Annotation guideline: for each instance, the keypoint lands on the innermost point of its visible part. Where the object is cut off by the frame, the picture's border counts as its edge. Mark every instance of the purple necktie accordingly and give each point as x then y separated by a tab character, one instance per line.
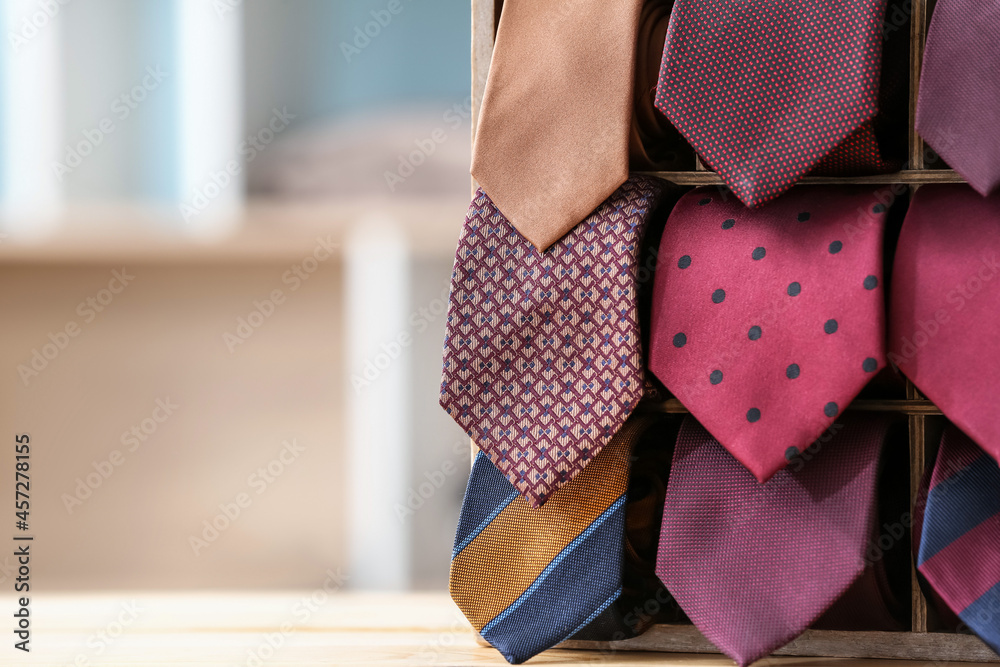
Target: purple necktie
753	565
542	357
958	112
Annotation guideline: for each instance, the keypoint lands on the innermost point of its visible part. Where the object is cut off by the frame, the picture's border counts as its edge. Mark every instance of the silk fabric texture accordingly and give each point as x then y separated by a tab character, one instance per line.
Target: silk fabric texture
542	358
767	322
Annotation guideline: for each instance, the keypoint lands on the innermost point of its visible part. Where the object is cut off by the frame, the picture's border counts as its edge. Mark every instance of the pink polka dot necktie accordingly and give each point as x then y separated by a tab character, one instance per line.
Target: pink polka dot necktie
767	322
763	106
946	305
741	558
542	357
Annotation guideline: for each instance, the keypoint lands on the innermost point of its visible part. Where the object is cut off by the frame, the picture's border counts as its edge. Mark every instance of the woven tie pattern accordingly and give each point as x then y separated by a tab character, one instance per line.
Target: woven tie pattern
946	306
958	112
763	106
960	542
542	357
767	322
753	565
529	578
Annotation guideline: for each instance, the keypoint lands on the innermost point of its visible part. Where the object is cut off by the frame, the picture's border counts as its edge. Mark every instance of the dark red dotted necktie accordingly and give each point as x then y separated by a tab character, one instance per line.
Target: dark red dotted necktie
767	322
764	90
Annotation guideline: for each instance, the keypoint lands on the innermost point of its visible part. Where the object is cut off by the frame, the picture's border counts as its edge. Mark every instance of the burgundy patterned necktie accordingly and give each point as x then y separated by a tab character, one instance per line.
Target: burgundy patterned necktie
753	565
542	357
767	322
946	306
764	89
958	112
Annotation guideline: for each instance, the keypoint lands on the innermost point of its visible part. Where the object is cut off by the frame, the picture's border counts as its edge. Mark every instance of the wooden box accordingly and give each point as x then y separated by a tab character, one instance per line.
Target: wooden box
924	418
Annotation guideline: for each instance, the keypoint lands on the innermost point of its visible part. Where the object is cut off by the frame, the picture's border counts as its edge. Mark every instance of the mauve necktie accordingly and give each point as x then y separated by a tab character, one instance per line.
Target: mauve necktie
542	357
529	578
767	322
553	136
958	110
946	306
960	542
765	89
753	565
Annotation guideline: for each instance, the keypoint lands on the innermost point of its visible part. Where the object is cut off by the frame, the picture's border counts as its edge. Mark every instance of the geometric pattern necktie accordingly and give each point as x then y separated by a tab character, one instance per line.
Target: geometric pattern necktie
764	89
548	148
542	354
958	112
946	306
960	540
529	578
753	565
767	322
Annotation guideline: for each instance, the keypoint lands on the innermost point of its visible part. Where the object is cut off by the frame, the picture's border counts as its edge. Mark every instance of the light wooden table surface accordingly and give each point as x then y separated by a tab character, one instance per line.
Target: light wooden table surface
292	628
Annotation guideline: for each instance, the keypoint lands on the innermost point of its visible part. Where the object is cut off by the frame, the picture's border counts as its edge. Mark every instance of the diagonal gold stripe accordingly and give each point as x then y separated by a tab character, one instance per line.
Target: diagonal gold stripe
509	554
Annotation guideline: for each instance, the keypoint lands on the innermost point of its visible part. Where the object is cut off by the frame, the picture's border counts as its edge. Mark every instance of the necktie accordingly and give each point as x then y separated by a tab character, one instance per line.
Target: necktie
753	565
543	359
766	323
764	89
529	578
946	304
960	541
958	110
553	136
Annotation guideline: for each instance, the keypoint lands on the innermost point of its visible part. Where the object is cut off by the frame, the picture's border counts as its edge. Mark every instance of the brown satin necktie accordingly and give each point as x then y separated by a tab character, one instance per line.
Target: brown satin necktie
553	135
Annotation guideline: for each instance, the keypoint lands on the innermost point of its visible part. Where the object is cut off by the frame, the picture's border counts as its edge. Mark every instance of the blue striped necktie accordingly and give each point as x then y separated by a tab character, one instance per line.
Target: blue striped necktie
960	541
530	578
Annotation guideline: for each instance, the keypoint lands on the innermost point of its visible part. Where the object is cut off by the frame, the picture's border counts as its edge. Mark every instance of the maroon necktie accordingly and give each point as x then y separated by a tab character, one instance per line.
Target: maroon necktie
753	565
945	311
958	112
765	89
542	358
767	322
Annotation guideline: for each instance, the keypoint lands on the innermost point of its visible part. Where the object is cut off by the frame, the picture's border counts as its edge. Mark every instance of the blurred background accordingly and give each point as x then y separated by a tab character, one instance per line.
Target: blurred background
226	233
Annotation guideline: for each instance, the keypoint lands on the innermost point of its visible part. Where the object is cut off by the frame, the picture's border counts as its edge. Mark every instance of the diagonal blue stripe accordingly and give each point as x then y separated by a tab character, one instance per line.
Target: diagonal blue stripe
485	522
555	562
958	504
983	616
604	605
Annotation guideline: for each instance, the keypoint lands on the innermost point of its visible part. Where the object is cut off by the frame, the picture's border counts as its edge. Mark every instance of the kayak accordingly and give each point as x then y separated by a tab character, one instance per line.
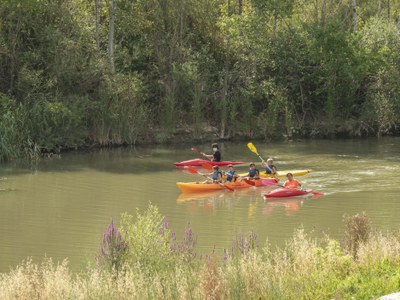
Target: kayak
198	162
281	173
287	192
203	187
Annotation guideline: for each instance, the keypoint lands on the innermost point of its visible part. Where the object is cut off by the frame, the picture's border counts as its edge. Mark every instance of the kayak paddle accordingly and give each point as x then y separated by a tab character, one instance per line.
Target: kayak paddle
254	150
193	170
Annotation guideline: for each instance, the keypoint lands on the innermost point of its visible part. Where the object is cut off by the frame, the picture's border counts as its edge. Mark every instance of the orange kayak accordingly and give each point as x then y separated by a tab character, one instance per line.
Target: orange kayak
203	187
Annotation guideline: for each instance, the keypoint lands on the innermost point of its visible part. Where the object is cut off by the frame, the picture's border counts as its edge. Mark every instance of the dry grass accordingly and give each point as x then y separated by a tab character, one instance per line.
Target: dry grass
305	269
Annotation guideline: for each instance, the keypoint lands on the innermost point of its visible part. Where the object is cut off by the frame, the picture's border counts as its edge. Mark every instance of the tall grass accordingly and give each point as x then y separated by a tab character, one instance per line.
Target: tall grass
305	268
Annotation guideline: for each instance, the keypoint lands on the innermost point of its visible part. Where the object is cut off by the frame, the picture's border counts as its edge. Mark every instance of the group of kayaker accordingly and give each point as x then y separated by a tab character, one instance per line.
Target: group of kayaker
217	175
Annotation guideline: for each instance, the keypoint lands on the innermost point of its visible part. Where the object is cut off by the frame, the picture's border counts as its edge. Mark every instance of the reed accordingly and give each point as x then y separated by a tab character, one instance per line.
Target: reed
306	268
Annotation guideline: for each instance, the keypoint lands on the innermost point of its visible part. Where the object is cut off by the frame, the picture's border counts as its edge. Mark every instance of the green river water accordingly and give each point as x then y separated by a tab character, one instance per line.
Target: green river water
59	207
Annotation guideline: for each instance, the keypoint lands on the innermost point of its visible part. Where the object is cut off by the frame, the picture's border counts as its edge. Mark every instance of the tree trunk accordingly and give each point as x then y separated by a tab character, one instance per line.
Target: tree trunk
97	13
224	98
354	3
111	36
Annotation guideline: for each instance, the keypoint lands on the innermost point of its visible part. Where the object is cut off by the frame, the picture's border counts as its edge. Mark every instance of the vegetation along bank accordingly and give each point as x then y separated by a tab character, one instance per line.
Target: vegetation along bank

- **PROBLEM STATEMENT**: Place every line of the data above into a Markdown table with the columns Row and Line, numbering each row and omitting blank lines. Leave the pictures out of the answer.

- **RESPONSE TO THE EXERCISE**:
| Row | Line |
|---|---|
| 1 | Annotation guideline: for each instance, the keypoint lands on the innermost point of its visible part. Where the object is cut off by the frame, the picture's border counts as its edge. Mark every instance of the purple necktie accordingly and give each point as x then y separated by a tab character, one instance per line. |
| 2 | Target: purple necktie |
| 3 | 753	565 |
| 4 | 542	357 |
| 5 | 958	112 |
| 6 | Annotation guideline: for each instance, the keypoint lands on the innermost point of its visible part. Where the object is cut off by the frame, the picture's border counts as its edge. Mark every instance of the silk fabric texture accordingly and give each point as x then y separated by a tab character, one instance per line. |
| 7 | Target: silk fabric texture |
| 8 | 542	358 |
| 9 | 767	322 |
| 10 | Annotation guideline: for each instance, the keypoint lands on the innermost point of its visible part. Where the object is cut off by the frame, the picture's border counts as its edge. Mark every instance of the pink polka dot necktie accordingly and give each point as x then y separated by a tab character, one instance per line. |
| 11 | Target: pink polka dot necktie |
| 12 | 767	322 |
| 13 | 763	106 |
| 14 | 946	305 |
| 15 | 741	558 |
| 16 | 542	357 |
| 17 | Annotation guideline: for each instance, the keypoint lands on the innermost point of its visible part. Where the object is cut off by the frame, the picture's border counts as its edge. Mark every instance of the woven tie pattern accordingly and give each point as x then y separated by a tab character, one instance per line. |
| 18 | Target: woven tie pattern |
| 19 | 946	306 |
| 20 | 958	112 |
| 21 | 763	106 |
| 22 | 960	542 |
| 23 | 542	357 |
| 24 | 767	322 |
| 25 | 753	565 |
| 26 | 529	578 |
| 27 | Annotation guideline: for each instance, the keypoint lands on the innermost point of its visible part. Where the object is cut off by the frame, the picture's border counts as its edge. Mark every instance of the dark red dotted necktie accordingly and give each point as x then y separated by a tab character, one instance per line. |
| 28 | Target: dark red dotted necktie |
| 29 | 767	322 |
| 30 | 764	90 |
| 31 | Annotation guideline: for each instance, the keypoint lands on the innermost point of its visible part. Where the object is cut off by the frame, the picture's border counts as its edge. Mark every instance of the burgundy patterned necktie accordingly and give each point as x then y separated by a tab character, one instance per line. |
| 32 | Target: burgundy patterned necktie |
| 33 | 753	565 |
| 34 | 542	357 |
| 35 | 767	322 |
| 36 | 946	306 |
| 37 | 764	89 |
| 38 | 958	112 |
| 39 | Annotation guideline: for each instance, the keypoint lands on the innermost point of its visible part. Where the object is cut off by the frame, the picture's border counts as its edge. Mark every instance of the wooden box accordingly and give each point as x then y separated by a tab character, one instance per line. |
| 40 | Target: wooden box |
| 41 | 924	418 |
| 42 | Annotation guideline: for each instance, the keypoint lands on the innermost point of its visible part. Where the object is cut off by the frame, the picture's border counts as its edge. Mark every instance of the mauve necktie accordingly and give each point as x then y separated by a tab character, one instance per line. |
| 43 | Target: mauve necktie |
| 44 | 542	357 |
| 45 | 529	578 |
| 46 | 767	322 |
| 47 | 553	136 |
| 48 | 958	110 |
| 49 | 946	306 |
| 50 | 960	542 |
| 51 | 765	89 |
| 52 | 753	565 |
| 53 | Annotation guideline: for each instance, the keypoint lands on the innermost point of its visible part. Where the object is cut off by the frame, the picture's border counts as its edge. Mark every instance of the geometric pattern necktie accordingly and give each point as x then y separated by a tab character, one instance per line. |
| 54 | Target: geometric pattern necktie |
| 55 | 764	89 |
| 56 | 548	148 |
| 57 | 542	354 |
| 58 | 958	112 |
| 59 | 946	306 |
| 60 | 960	540 |
| 61 | 529	578 |
| 62 | 753	565 |
| 63 | 767	322 |
| 64 | Annotation guideline: for each instance, the keypoint lands on the innermost point of its visible part. Where the object is cut off by the frame, the picture's border counts as its edge. Mark every instance of the light wooden table surface accordingly and give each point as x then y separated by a tab character, one instance per line. |
| 65 | Target: light wooden table surface |
| 66 | 292	628 |
| 67 | Annotation guideline: for each instance, the keypoint lands on the innermost point of its visible part. Where the object is cut off by the frame, the picture's border counts as its edge. Mark every instance of the diagonal gold stripe accordingly and give each point as x then y separated by a tab character, one instance per line. |
| 68 | Target: diagonal gold stripe |
| 69 | 509	554 |
| 70 | Annotation guideline: for each instance, the keypoint lands on the innermost point of its visible part. Where the object is cut off by the frame, the picture's border counts as its edge. Mark every instance of the necktie accordingly and give each point as x then y separated by a tab character, one instance per line. |
| 71 | Target: necktie |
| 72 | 753	565 |
| 73 | 543	359 |
| 74 | 766	323 |
| 75 | 764	89 |
| 76 | 529	578 |
| 77 | 946	304 |
| 78 | 960	541 |
| 79 | 958	110 |
| 80 | 553	136 |
| 81 | Annotation guideline: for each instance, the keypoint lands on the innermost point of its visible part. Where the object is cut off by the frame, the picture's border counts as its edge. Mark every instance of the brown satin necktie accordingly and give each point as x then y separated by a tab character, one instance per line. |
| 82 | Target: brown satin necktie |
| 83 | 553	135 |
| 84 | Annotation guideline: for each instance, the keypoint lands on the innermost point of its visible part. Where the object is cut off by the frame, the picture's border counts as its edge. Mark every instance of the blue striped necktie accordingly and give each point as x then y separated by a tab character, one instance per line. |
| 85 | Target: blue striped necktie |
| 86 | 960	541 |
| 87 | 530	578 |
| 88 | Annotation guideline: for each instance, the keypoint lands on the innermost point of its visible part. Where the object is cut off by the frame, the picture's border counts as its edge. Mark every instance of the maroon necktie accordingly and give each point as x then y separated by a tab character, one instance per line. |
| 89 | Target: maroon necktie |
| 90 | 753	565 |
| 91 | 945	311 |
| 92 | 958	112 |
| 93 | 765	89 |
| 94 | 542	358 |
| 95 | 767	322 |
| 96 | Annotation guideline: for each instance, the keypoint lands on the innermost point of its visible part. Where the object is cut off by the frame, the picture's border counts as its edge. Mark every instance of the blurred background accordingly and give each point as x then y separated by a tab character, one instance per line. |
| 97 | Target: blurred background |
| 98 | 226	233 |
| 99 | Annotation guideline: for each instance, the keypoint lands on the innermost point of its visible part. Where the object is cut off by the frame, the picture's border counts as its edge. Mark every instance of the diagonal blue stripe accordingly and give each point as x then y separated by a tab character, one instance per line. |
| 100 | Target: diagonal blue stripe |
| 101 | 485	522 |
| 102 | 555	562 |
| 103 | 958	504 |
| 104 | 983	616 |
| 105 | 604	605 |
| 106 | Annotation guideline: for each instance, the keypoint lands on the innermost point of its visible part. Where the object is cut off by the frame, the picture's border counts as its edge. Mark every instance of the kayak accordingly and give each point as x then y separated by a tab character, one instance per line. |
| 107 | Target: kayak |
| 108 | 198	162 |
| 109 | 281	173 |
| 110 | 287	192 |
| 111 | 203	187 |
| 112 | Annotation guideline: for each instance, the keypoint lands on the innermost point of its visible part. Where the object is cut off by the frame, the picture's border counts as its edge. Mark every instance of the kayak paddle accordingly and give each point as x then y separated by a tab character, one instance per line. |
| 113 | Target: kayak paddle |
| 114 | 254	150 |
| 115 | 193	170 |
| 116 | Annotation guideline: for each instance, the keypoint lands on the innermost point of its visible part. Where the object is cut off by the frame, the picture's border counts as its edge. Mark every instance of the orange kayak accordingly and give each point as x then y separated by a tab character, one instance per line. |
| 117 | Target: orange kayak |
| 118 | 203	187 |
| 119 | Annotation guideline: for each instance, the keypoint lands on the innermost point of its visible part. Where the object is cut off by the frame, the picture's border counts as its edge. Mark every instance of the dry grass accordingly and give each point as x then y separated by a tab character, one instance per line. |
| 120 | Target: dry grass |
| 121 | 305	269 |
| 122 | Annotation guideline: for each instance, the keypoint lands on the innermost point of its visible part. Where the object is cut off by the frame, the picture's border counts as its edge. Mark every instance of the tall grass accordingly and give each point as x then y separated by a tab character, one instance per line. |
| 123 | Target: tall grass |
| 124 | 305	268 |
| 125 | Annotation guideline: for each instance, the keypoint lands on the innermost point of its visible part. Where the object is cut off by the frame, the picture's border counts as its edge. Mark every instance of the group of kayaker accordingly and give each point as x then y separated by a tab character, one instance per line. |
| 126 | Target: group of kayaker |
| 127 | 217	175 |
| 128 | Annotation guideline: for each instance, the keypoint lands on the innermost point of its visible part. Where the object is cut off by the frame, the picture's border counts as its edge. Mark every instance of the reed accordingly and give each point as x then y separated by a tab character, one instance per line. |
| 129 | Target: reed |
| 130 | 306	268 |
| 131 | Annotation guideline: for each instance, the keypoint lands on the innermost point of its visible part. Where the object is cut off by the frame, the picture's border counts as its edge. Mark every instance of the green river water accordingly and give each point as x then y separated by a tab character, one instance per line. |
| 132 | Target: green river water |
| 133 | 59	207 |
| 134 | Annotation guideline: for each instance, the keypoint lands on the innermost point of its visible part. Where the object is cut off by the frame, the picture's border counts as its edge. Mark every instance of the tree trunk accordingly and give each point as x then y separated by a tab character, one instance per line. |
| 135 | Target: tree trunk |
| 136 | 97	13 |
| 137 | 224	98 |
| 138 | 354	3 |
| 139 | 111	36 |
| 140 | Annotation guideline: for each instance, the keypoint lands on the innermost point of its visible part. Where the object is cut off by the frame, the picture's border counts as its edge. Mark every instance of the vegetation along bank accordingly and give each point as x then y separated by a tab character, one instance per line. |
| 141 | Target: vegetation along bank |